WHAT TO PRODUCE
With pictures removed, the data below should be returned exactly.

(Dataset entries)
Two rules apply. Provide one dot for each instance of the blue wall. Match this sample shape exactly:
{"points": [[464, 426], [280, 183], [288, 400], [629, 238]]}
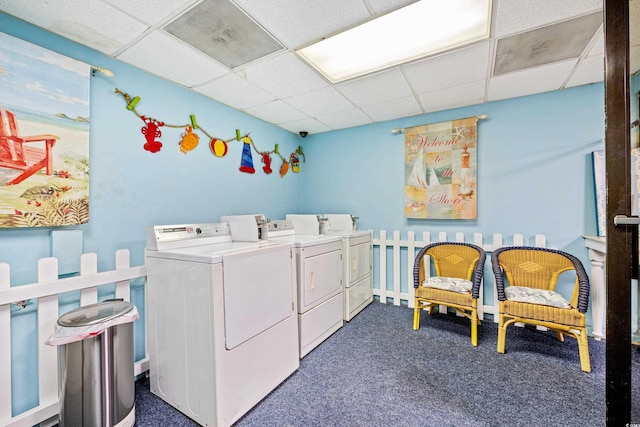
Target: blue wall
{"points": [[534, 171]]}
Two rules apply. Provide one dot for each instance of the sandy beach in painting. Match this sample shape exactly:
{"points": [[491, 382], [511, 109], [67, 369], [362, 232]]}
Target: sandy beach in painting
{"points": [[71, 143]]}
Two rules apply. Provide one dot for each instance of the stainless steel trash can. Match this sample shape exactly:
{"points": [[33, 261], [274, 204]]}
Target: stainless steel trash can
{"points": [[96, 373]]}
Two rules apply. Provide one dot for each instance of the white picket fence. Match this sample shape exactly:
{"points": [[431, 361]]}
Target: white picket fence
{"points": [[48, 288], [396, 247], [46, 291]]}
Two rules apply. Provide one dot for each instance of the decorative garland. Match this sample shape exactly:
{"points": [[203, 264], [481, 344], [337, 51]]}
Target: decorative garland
{"points": [[219, 147]]}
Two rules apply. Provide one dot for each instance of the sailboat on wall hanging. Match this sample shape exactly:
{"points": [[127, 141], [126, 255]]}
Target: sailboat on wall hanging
{"points": [[440, 170]]}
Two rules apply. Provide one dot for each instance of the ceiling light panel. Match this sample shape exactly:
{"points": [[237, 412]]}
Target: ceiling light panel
{"points": [[415, 31], [225, 33]]}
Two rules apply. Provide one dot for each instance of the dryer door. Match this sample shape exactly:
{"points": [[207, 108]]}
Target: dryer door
{"points": [[258, 291], [319, 277]]}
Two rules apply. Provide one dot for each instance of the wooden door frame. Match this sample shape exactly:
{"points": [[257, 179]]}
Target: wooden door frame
{"points": [[620, 239]]}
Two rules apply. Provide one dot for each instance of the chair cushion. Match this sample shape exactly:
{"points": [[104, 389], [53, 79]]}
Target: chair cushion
{"points": [[453, 284], [535, 296]]}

RESULT
Two rules apply. Provide one dot for each instance of the blue wall. Match this sample shape exactly:
{"points": [[464, 426], [280, 183], [288, 400], [629, 238]]}
Target: blue wall
{"points": [[534, 171]]}
Two rules apply. Provide one dot for each instance of the sandy beach in painting. Match this sample shape exactly:
{"points": [[491, 382], [511, 109], [67, 369], [362, 232]]}
Target: sandy beach in painting
{"points": [[71, 143]]}
Two rules apply. Provide one dot for each instance of the stainless steel trash can. Match this sample shape exactly:
{"points": [[33, 261], [274, 204]]}
Target: stainless steel trash can
{"points": [[96, 373]]}
Two rules apply. Provide one dot for each instance of the white picket fence. Match this sample shape exactly:
{"points": [[431, 361]]}
Target: white picket fence
{"points": [[48, 288], [396, 247], [46, 291]]}
Two rules apply. Provide one dot for each instance of the decorative garland. Match this sample shape exactly:
{"points": [[203, 264], [481, 344], [337, 51]]}
Target: decorative garland
{"points": [[219, 147]]}
Two rules apply. Provide one dot for each instance of the sailboat on wall hanging. Match this sample shape exactly:
{"points": [[127, 141], [126, 255]]}
Target: sailboat on wall hanging
{"points": [[440, 170]]}
Two rules apply. Provide one dot for each instance of the ceiling light panel. Match this sample shape exactly:
{"points": [[237, 412]]}
Target: ceiling light panel
{"points": [[415, 31], [225, 33]]}
Two rules apply. Provide one dot for each instance of the dryer door. Match this sample shape exactly:
{"points": [[207, 108]]}
Target: dryer door
{"points": [[258, 291], [319, 277]]}
Two rules apply. Provide one dot for each instance of the wooden door frame. Match this sample shape exactly:
{"points": [[257, 179]]}
Target: wooden door frame
{"points": [[620, 239]]}
Two rules apply. Provide one dot for each instance of the chair cushion. Match this sample shape exactly:
{"points": [[104, 389], [53, 79]]}
Target: chair cushion
{"points": [[453, 284], [535, 296]]}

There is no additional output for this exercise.